━━━━━ Metin Bölümü ━━━━━

Bu arada bavul ticareti geliri kayda değer bir rakama ulaşınca Türkiye Cumhuriyet Merkez Bankası (TCMB) Ödemeler Dengesi İstatistikleri’ne de girmeye başladı. Laleli, Osmanbey ve daha sonra da Merter İstanbul’da bavul ticaretinin merkez üsleri haline geldi.
Bavul ticareti merkezlerinde “müşteri velinimettir” prensibine uygun olarak Rus ve Ukraynalı kadın tezgahtarlar istihdam edilmeye başlandı. Daha sonra Afrika kıtasının yerini haritada bulmakta zorlanacağımız ülkelerinden gelenler bavul ticareti işine girdi. Afrika ülkelerine yönelik bavul ticareti için özellikle Laleli’de bu ülkeden gelenlerin çalıştığı lojistik ofisleri kuruldu.
2000’li yılların başında ivmelenen ve 2014 yılında 8 milyar 618 milyon dolarla zirve yapan bavul ticaretinin o tarihten sonra başlayan inişli çıkışlı seyri devam etmekle birlikte son haberler pek de iç açıcı değil.
Türkiye Cumhuriyet Merkez Bankası (TCMB) Ödemeler Dengesi İstatistikleri’ne göre 2022’nin ekim ayında yıllıklandırılmış bazda 3 milyar 764 milyon dolar olan bavul ticareti geliri bu yıl aynı ayda yine yıllıklandırılmış bazda 2 milyar 1 milyon dolara gerilemiş. Yani bir yılda yüzde 46.8’lik düşüş olmuş.

━━━━━

▶ [Alıştırma Amacı]: Bavul ticaretiyle ilgili metni iki cümleyle özetleyin.

━━━━━ Veri Kümesi İçeriği ━━━━━

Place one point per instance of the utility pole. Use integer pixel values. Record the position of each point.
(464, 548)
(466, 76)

━━━━━

▶ [Tamamlanmış Alıştırma]: İstanbul'da Laleli, Osmanbey ve daha sonra Merter'in merkezi olduğu bavul ticaretinin geliri TCMB Ödemeler Dengesi İstatistikleri'ne girecek düzeye ulaştı ve 2014'te 8 milyar 618 milyon dolarla zirve yaptı. TCMB verilerine göre yıllıklandırılmış bazda bu gelir 2022 ekiminde 3 milyar 764 milyon dolardı, bu yıl aynı ayda ise 2 milyar 1 milyon dolara geriledi ve bir yılda yüzde 46.8 düştü.